## PARTS OF THE EXERCISE
(1) Rewrite the paragraph of the gratuity text that begins "Applicability of compulsory insurance for Gratuity by State Governments" as a short bulleted list, keeping its main facts.
(2) Reproduce the passage of the gratuity text from "7. Provisions for" to "3 of Section 7 of the Act)." without any changes.

Case 1 – When Vesting Condition for eligibility is 3 years, Company will be liable to pay gratuity benefit on completion of 3 years in event of his superannuation, on his retirement or resignation.

Case 2 – When Vesting Condition for eligibility is 2 years, Company will be liable to pay gratuity benefit on completion of 2 years in event of his superannuation, on his retirement or resignation.

Case 3 – When Vesting Condition for eligibility is 1 year, Company will be liable to pay gratuity benefit on completion of 1 year in event of his superannuation, on his retirement or resignation.

7. Provisions for Employer under Payment of Gratuity Act 1972 (Amended)

Section 7 of the Act has kept obligation for payment of gratuity act on the shoulders of employer, few provisions of this section act are listed below:-

1.   As soon as Gratuity becomes payable, it employers responsibility to determine the amount of gratuity and inform it to employee in writing (Refer sub section 2 of Section 7 of the Act).

2.  The employer shall arrange to pay the amount of gratuity within 30 days from the date  when it   becomes mandatory. (Refer Sub-section 3 of Section 7 of the Act).

3.  If the amount of gratuity is not paid within 30 days then amount of gratuity and simple  interest   will be paid by the employer to the employee for the duration when the payment is not made to the  employee. (Refer Sub-section 4 of Section 7 of the Act).

4. Applicability of compulsory insurance for Gratuity by State Governments due  amendment in  the act. (State of Andhra Pradesh notified about the compulsory insurance for Gratuity under  Andhra Pradesh Compulsory Gratuity Insurance Rules, 2011 vide Lr.No.M1/8842/2010,  dated: 04.12.2010 from the Commissioner of Labour, Andhra Pradesh and remains un-notified for rest of India). Applicability of compulsory insurance for Gratuity can be notified by the other State Governments because compulsory insurance of gratuity secures the gratuity benefits of employee even in case of bankruptcy of the company.

## DATA
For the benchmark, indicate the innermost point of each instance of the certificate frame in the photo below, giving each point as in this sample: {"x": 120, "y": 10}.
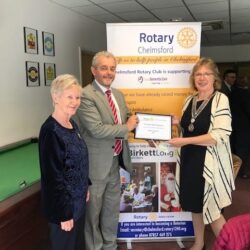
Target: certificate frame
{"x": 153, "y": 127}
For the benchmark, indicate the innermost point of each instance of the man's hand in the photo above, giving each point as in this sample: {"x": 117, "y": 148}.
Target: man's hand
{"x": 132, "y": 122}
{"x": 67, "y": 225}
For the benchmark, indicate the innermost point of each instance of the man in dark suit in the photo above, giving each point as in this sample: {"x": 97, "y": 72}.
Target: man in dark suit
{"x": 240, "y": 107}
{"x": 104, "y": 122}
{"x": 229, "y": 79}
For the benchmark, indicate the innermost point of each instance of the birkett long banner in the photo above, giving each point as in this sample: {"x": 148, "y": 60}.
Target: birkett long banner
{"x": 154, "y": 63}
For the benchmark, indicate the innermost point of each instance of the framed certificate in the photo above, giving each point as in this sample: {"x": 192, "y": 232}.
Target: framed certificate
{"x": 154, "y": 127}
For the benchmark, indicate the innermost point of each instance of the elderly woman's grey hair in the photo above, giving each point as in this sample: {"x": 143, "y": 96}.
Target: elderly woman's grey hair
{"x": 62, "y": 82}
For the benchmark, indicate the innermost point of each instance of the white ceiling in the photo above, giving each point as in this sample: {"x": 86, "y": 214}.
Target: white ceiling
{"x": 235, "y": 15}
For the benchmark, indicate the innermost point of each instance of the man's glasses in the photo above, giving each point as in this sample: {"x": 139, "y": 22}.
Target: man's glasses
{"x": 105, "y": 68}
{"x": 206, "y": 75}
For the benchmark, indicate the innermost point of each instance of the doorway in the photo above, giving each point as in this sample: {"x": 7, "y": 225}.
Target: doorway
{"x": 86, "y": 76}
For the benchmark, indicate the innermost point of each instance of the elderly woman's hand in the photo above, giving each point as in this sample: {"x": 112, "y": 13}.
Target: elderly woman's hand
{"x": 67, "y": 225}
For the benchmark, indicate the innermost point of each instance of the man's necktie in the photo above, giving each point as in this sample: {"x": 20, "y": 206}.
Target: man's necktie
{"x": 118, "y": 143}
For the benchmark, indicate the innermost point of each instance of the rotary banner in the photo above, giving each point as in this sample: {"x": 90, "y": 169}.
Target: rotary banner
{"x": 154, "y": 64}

## YOUR RESPONSES
(1)
- Because of an amendment to the Act, State Governments can make gratuity insurance compulsory.
- Andhra Pradesh has notified it under the Andhra Pradesh Compulsory Gratuity Insurance Rules, 2011, vide Lr.No.M1/8842/2010, dated 04.12.2010, from the Commissioner of Labour, Andhra Pradesh.
- It remains un-notified in the rest of India.
- Other State Governments can notify it, since it secures employees' gratuity benefits even if the company goes bankrupt.

(2)
7. Provisions for Employer under Payment of Gratuity Act 1972 (Amended)

Section 7 of the Act has kept obligation for payment of gratuity act on the shoulders of employer, few provisions of this section act are listed below:-

1.   As soon as Gratuity becomes payable, it employers responsibility to determine the amount of gratuity and inform it to employee in writing (Refer sub section 2 of Section 7 of the Act).

2.  The employer shall arrange to pay the amount of gratuity within 30 days from the date  when it   becomes mandatory. (Refer Sub-section 3 of Section 7 of the Act).